Collected data entries:
--------

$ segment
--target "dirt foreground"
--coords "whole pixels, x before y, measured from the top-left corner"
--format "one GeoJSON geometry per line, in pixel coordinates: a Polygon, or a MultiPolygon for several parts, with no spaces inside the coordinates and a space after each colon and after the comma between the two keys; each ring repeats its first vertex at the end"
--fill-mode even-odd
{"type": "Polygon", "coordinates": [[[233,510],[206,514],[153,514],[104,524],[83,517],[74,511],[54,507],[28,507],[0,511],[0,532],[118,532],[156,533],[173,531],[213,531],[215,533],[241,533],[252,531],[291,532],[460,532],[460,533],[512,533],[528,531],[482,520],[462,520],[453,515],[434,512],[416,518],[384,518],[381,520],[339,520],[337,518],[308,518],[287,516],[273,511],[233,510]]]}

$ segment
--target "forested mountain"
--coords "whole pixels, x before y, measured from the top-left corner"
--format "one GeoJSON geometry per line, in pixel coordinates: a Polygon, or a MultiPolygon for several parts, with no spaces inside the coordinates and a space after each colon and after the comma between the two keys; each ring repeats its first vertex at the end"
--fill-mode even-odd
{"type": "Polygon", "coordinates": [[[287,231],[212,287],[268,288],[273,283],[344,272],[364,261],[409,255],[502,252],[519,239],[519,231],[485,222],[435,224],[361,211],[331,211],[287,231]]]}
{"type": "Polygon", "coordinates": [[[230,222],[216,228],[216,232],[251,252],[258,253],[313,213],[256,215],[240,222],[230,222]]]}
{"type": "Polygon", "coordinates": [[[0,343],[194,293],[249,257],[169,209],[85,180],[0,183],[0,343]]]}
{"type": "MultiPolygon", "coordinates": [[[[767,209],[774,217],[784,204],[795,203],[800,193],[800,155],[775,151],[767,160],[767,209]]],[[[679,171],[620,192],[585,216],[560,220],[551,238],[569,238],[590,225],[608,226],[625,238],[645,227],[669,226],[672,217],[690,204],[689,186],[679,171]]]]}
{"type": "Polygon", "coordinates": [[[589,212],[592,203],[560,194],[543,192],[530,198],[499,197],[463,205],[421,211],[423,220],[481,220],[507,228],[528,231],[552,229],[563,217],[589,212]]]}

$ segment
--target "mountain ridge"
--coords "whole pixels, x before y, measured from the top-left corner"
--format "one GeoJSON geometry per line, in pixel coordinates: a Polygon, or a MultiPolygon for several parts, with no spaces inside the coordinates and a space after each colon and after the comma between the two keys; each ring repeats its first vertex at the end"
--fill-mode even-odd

--------

## TASK DIRECTIONS
An exact copy of every record is what the answer must contain.

## SOLUTION
$ segment
--target "dirt foreground"
--coords "whole pixels, x before y, measured from the top-left corner"
--format "one GeoJSON geometry per line, in pixel coordinates: a Polygon, or a MultiPolygon for several parts, with no spaces inside the coordinates and a space after each colon and after the comma between the two keys; each ring repeats its first vertex at the end"
--fill-mode even-odd
{"type": "Polygon", "coordinates": [[[233,510],[206,514],[153,514],[104,524],[83,517],[74,511],[54,507],[28,507],[0,511],[0,532],[118,532],[156,533],[173,531],[213,531],[215,533],[241,533],[252,531],[291,532],[460,532],[460,533],[512,533],[528,531],[482,520],[462,520],[453,515],[434,512],[416,518],[384,518],[381,520],[339,520],[337,518],[308,518],[287,516],[273,511],[233,510]]]}

$ segment
--target "forested mountain"
--coords "whole pixels, x before y, measured from the top-left corner"
--format "one GeoJSON geometry per line, in pixel coordinates: a Polygon, or a MultiPolygon for several parts, with no spaces inside the coordinates and a space after each colon and after the comma between the two keys; each ring repeats its first vertex at the end"
--fill-mode even-odd
{"type": "Polygon", "coordinates": [[[287,231],[212,287],[268,288],[273,283],[344,272],[364,261],[409,255],[502,252],[519,239],[519,231],[485,222],[435,224],[361,211],[331,211],[287,231]]]}
{"type": "Polygon", "coordinates": [[[230,222],[216,228],[216,232],[251,252],[258,253],[313,213],[256,215],[240,222],[230,222]]]}
{"type": "Polygon", "coordinates": [[[0,343],[194,293],[249,257],[169,209],[85,180],[0,183],[0,343]]]}
{"type": "MultiPolygon", "coordinates": [[[[767,209],[774,217],[784,204],[795,203],[800,193],[800,155],[775,151],[767,160],[767,209]]],[[[679,171],[620,192],[585,216],[560,220],[551,238],[569,238],[590,225],[608,226],[625,238],[645,227],[669,226],[672,217],[690,204],[689,186],[679,171]]]]}
{"type": "Polygon", "coordinates": [[[589,212],[592,203],[560,194],[543,192],[530,198],[499,197],[463,205],[421,211],[423,220],[481,220],[507,228],[528,231],[552,229],[563,217],[589,212]]]}

$ segment
--target "mountain ridge"
--coords "whole pixels, x before y, measured from the top-left corner"
--format "one GeoJSON geometry per line, in pixel coordinates: a Polygon, or a MultiPolygon for several parts, with no spaces inside the coordinates and a space after each colon and after the comma between the two keys; each ring repeats its first vertex at the end"
--fill-mode even-odd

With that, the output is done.